# RECORDS SHOWN start

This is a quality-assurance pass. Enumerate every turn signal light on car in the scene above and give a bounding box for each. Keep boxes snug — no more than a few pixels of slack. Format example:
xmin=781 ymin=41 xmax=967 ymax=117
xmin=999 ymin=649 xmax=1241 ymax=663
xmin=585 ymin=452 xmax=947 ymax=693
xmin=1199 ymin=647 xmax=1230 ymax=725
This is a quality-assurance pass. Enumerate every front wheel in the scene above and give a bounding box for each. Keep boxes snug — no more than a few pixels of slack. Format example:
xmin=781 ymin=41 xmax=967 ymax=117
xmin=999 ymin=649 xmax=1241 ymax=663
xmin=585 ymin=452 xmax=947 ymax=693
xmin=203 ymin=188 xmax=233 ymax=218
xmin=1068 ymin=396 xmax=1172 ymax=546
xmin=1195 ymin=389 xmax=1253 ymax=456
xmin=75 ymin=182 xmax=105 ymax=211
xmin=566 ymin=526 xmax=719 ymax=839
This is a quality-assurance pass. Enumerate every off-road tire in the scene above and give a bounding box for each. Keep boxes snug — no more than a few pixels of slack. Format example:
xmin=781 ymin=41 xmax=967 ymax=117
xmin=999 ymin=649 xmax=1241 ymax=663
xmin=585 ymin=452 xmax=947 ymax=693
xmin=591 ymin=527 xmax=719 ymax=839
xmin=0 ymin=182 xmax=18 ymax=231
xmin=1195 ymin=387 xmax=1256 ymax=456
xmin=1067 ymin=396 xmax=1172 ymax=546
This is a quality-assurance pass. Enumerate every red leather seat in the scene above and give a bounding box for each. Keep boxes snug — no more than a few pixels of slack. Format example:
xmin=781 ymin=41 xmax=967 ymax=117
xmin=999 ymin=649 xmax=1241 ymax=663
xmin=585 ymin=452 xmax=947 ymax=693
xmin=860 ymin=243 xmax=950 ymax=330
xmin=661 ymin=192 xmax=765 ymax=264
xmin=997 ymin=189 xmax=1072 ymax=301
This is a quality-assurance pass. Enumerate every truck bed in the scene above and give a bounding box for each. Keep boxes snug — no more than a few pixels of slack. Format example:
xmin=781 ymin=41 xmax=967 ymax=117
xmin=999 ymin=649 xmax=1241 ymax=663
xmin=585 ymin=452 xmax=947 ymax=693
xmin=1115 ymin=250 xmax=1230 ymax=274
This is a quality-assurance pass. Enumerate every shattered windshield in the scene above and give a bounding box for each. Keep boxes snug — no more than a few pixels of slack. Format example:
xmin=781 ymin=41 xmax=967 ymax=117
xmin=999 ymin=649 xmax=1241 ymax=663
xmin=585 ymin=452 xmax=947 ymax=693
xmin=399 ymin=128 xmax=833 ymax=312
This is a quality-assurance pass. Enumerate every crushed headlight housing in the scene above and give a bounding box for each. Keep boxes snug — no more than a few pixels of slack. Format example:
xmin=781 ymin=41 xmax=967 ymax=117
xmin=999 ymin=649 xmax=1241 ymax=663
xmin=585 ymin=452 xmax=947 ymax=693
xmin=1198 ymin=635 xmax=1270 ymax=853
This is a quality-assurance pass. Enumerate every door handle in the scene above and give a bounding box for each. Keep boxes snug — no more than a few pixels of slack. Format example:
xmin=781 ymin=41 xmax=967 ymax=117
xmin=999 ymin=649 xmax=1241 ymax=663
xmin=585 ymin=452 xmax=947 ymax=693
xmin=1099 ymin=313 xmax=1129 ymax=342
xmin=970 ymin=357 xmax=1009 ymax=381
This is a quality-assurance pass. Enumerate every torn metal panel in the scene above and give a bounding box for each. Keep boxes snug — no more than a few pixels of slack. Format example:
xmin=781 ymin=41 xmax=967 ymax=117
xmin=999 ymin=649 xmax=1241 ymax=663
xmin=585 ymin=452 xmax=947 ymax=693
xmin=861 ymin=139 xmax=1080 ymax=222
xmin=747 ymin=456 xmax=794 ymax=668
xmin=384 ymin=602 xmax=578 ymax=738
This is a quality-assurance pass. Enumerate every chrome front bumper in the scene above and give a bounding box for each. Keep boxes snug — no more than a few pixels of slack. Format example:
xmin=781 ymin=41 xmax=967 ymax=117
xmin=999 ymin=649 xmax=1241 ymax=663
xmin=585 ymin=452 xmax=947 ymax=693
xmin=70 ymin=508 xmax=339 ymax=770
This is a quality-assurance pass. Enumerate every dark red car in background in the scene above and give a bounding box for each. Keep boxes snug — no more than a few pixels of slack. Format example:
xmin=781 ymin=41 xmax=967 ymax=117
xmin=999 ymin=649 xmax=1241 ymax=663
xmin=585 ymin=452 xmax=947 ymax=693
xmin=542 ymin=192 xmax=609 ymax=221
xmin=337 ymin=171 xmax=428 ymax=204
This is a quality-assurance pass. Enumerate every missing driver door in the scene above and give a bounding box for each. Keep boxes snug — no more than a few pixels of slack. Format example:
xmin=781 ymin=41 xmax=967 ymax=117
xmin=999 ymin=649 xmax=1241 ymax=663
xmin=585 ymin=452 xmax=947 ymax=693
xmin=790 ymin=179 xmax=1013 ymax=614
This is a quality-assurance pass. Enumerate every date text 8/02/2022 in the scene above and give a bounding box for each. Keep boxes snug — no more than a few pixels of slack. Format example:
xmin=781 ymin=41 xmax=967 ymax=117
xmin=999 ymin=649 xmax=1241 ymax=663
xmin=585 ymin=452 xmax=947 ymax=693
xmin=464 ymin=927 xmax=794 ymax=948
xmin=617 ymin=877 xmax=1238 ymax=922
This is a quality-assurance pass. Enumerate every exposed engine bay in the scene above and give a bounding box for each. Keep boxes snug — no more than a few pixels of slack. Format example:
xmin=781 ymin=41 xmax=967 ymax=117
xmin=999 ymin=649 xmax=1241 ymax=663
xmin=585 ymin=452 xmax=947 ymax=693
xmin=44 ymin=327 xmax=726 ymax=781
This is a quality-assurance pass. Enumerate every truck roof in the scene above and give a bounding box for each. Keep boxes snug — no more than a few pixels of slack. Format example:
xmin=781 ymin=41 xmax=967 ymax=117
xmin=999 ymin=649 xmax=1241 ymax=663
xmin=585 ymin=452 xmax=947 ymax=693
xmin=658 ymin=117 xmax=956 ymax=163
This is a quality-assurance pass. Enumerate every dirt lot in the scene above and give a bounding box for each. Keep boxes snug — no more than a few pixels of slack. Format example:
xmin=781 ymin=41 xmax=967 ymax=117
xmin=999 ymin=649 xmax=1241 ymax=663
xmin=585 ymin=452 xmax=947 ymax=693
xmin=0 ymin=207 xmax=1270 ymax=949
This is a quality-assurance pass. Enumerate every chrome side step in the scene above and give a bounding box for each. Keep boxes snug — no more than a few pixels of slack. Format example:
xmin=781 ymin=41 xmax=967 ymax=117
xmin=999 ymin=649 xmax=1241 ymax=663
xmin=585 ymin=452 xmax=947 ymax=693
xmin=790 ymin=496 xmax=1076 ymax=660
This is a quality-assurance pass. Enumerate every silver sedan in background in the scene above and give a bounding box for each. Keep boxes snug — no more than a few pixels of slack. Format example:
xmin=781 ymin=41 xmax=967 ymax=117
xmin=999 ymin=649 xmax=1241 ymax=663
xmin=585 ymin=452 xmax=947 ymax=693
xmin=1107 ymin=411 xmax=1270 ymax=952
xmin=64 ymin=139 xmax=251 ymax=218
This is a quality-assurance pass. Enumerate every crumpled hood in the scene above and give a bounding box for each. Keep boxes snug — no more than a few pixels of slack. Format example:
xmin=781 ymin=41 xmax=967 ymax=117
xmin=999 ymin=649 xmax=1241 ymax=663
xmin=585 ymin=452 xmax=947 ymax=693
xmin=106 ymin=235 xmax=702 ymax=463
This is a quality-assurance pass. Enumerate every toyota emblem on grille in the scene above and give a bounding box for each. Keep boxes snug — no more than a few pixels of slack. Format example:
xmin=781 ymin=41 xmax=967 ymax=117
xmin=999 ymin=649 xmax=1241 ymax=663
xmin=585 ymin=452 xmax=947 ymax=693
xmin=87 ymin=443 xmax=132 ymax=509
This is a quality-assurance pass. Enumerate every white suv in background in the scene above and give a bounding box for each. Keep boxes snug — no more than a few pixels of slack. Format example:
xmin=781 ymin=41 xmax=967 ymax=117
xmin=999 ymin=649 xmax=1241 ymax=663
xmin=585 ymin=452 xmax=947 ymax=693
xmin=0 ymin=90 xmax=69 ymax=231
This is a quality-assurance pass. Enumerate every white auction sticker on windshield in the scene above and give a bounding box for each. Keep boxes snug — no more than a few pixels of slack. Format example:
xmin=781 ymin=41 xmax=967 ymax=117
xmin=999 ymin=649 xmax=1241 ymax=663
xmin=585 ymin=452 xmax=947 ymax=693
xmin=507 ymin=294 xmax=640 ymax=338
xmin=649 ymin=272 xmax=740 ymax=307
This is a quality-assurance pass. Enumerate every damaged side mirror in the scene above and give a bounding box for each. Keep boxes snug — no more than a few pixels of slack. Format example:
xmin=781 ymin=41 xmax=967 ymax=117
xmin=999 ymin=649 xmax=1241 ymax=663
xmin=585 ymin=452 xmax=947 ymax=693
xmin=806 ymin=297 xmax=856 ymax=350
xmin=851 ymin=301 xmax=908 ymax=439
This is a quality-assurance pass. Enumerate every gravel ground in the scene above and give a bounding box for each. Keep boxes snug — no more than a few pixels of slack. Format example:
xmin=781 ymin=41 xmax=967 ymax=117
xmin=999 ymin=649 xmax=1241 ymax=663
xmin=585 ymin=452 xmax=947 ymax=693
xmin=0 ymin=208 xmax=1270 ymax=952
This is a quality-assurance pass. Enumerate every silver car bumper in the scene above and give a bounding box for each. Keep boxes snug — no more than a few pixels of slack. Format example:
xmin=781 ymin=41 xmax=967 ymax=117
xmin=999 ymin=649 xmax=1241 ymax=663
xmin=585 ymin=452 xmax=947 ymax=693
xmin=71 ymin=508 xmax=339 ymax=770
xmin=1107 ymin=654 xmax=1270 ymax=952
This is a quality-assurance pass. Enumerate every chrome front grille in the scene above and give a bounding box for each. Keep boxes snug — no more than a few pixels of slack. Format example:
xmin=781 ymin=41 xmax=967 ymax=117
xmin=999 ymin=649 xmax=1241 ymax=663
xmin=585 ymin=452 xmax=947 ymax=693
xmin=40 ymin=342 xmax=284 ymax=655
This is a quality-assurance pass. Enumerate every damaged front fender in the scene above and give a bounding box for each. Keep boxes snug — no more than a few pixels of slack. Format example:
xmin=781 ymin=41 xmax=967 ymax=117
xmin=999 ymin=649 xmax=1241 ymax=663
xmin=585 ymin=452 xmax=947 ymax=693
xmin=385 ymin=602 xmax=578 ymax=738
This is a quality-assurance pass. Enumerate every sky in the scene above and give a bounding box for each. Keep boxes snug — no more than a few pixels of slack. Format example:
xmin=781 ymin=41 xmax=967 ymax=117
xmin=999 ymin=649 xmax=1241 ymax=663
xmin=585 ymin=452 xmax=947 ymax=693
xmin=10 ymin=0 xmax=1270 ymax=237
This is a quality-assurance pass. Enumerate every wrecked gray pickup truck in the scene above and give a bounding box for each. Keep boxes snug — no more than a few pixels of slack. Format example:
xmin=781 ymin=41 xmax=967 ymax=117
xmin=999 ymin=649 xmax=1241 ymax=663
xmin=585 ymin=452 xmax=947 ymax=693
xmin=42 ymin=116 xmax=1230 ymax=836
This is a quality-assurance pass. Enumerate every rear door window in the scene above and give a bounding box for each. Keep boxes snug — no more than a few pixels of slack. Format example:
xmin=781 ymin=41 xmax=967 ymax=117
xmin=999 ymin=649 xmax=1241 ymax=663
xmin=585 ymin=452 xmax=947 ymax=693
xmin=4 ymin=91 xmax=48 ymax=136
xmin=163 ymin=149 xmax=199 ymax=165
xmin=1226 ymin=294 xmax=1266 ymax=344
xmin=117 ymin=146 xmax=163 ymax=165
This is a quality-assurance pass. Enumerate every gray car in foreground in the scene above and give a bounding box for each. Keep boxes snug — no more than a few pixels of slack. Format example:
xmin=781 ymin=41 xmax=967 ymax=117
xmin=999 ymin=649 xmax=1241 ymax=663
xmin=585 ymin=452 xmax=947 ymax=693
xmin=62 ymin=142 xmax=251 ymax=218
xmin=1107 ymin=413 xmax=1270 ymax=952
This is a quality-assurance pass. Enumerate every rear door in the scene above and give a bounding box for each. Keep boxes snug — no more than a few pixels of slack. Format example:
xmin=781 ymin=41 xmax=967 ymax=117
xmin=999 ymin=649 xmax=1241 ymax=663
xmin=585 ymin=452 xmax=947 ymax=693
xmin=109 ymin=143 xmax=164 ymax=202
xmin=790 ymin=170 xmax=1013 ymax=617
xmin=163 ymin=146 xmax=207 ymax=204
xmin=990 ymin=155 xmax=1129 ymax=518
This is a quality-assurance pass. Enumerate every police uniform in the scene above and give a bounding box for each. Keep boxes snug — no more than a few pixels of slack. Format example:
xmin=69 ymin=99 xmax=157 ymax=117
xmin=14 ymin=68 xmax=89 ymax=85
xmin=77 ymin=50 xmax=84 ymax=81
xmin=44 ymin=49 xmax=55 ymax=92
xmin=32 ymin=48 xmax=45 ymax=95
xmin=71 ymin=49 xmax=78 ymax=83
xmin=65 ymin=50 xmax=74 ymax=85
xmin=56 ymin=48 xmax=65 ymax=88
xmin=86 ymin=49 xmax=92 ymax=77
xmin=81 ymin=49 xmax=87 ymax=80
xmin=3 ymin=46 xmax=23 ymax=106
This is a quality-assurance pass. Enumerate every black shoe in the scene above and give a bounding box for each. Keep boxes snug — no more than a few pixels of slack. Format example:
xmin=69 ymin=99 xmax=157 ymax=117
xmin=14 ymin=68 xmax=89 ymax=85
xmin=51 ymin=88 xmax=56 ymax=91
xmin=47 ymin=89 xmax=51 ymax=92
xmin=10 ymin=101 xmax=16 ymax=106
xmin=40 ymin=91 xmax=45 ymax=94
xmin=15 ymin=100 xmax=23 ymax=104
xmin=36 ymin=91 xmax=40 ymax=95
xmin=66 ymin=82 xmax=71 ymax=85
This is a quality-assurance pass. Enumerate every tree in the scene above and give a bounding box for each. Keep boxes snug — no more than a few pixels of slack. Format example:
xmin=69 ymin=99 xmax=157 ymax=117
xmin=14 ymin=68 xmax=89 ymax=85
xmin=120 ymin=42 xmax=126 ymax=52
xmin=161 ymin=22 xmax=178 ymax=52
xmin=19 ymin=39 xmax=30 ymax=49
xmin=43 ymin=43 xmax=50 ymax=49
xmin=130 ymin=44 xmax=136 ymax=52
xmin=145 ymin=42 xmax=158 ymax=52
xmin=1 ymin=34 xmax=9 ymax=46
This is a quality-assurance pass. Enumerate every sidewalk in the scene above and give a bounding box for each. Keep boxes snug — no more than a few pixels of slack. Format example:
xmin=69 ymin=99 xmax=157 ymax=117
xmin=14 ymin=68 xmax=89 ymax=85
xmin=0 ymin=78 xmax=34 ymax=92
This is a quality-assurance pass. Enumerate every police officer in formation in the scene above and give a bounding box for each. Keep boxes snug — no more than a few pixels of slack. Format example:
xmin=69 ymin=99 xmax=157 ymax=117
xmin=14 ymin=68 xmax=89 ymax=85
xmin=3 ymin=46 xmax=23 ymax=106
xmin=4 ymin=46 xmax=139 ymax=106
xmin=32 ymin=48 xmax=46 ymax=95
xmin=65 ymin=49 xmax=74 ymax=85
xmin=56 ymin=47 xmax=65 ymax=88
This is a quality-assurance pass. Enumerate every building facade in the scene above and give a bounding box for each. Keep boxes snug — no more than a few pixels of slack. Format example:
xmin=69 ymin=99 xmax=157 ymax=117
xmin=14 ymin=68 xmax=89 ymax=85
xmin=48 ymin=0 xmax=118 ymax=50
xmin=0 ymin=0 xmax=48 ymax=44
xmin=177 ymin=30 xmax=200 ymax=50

# RECORDS SHOWN end

**WORK TO BE COMPLETED:** Copy the lines of the records word for word, starting with the line that contains "This is a quality-assurance pass. Enumerate every dirt" and going on through the line that contains "xmin=0 ymin=207 xmax=1270 ymax=949", both included.

**RESPONSE TO THIS EXERCISE:**
This is a quality-assurance pass. Enumerate every dirt lot in the scene above and give a bounding box for each. Keep boxes snug — no more than a few pixels of slack. Format example:
xmin=781 ymin=41 xmax=967 ymax=117
xmin=999 ymin=649 xmax=1241 ymax=663
xmin=585 ymin=452 xmax=947 ymax=693
xmin=0 ymin=207 xmax=1270 ymax=949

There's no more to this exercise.